## Exercise a
Transcribe the stretch of the passage on machine translation from "Borrowing from S.E." through "for the future.".

## Passage provided
On the other hand, we also noted that scientists, researchers, and technologists have been determined to unlock MT potential since the 1950’s to solve the same core challenges the industry struggles with today: cost savings, speed, and linguist augmentation. Although the infamous report on Languages and Machines from the Automatic Language Processing Advisory Committee (ALPAC) published in 1966 discussed these challenges in some depth (albeit from a U.S. perspective), it sent a resounding message that “there is no emergency in the field of translation.” Research funding suffered; researcher Margaret King described the impact as effectively “killing machine translation research in the States.”
Borrowing from S.E. Hinton, that was then, this is now. Technology advancements and pure computing power have made machine translation not only viable, but also potentially game-changing. A global economy, the volume and velocity of content required to run a global business, and customer expectations is steadily shifting enterprise postures from “not an option” to “help me understand where MT fits.” Case in point — participants in our study identified MT as one of the top three valuable technologies for the future.
There’s lots of game-changing news for our readers to digest.
- An excellent place to start is with our colleagues at Multilingual Magazine, who dedicated the April-May issue to this very subject. Don Osborn over at the Multidisciplinary Perspectives blog provides an excellent summary, posing the question: “Is there a paradigm shift on machine translation?”

## Given data
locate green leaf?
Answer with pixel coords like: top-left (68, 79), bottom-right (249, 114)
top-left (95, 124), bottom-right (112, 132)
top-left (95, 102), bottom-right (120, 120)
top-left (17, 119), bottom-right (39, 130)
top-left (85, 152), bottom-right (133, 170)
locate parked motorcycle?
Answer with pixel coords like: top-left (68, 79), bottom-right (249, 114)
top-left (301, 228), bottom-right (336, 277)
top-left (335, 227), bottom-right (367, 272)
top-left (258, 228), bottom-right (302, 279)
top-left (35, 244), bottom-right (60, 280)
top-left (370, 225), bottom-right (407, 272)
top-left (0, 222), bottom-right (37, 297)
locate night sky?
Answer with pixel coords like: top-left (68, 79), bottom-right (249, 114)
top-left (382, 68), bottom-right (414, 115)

## Exercise b
Reproduce word for word the stretch of the records from the line containing "locate parked motorcycle?" through the final line of the records.

## Worked answer a
Borrowing from S.E. Hinton, that was then, this is now. Technology advancements and pure computing power have made machine translation not only viable, but also potentially game-changing. A global economy, the volume and velocity of content required to run a global business, and customer expectations is steadily shifting enterprise postures from “not an option” to “help me understand where MT fits.” Case in point — participants in our study identified MT as one of the top three valuable technologies for the future.

## Worked answer b
locate parked motorcycle?
Answer with pixel coords like: top-left (68, 79), bottom-right (249, 114)
top-left (301, 228), bottom-right (336, 277)
top-left (335, 227), bottom-right (367, 272)
top-left (258, 228), bottom-right (302, 279)
top-left (35, 244), bottom-right (60, 280)
top-left (370, 225), bottom-right (407, 272)
top-left (0, 222), bottom-right (37, 297)
locate night sky?
Answer with pixel coords like: top-left (68, 79), bottom-right (249, 114)
top-left (382, 68), bottom-right (414, 115)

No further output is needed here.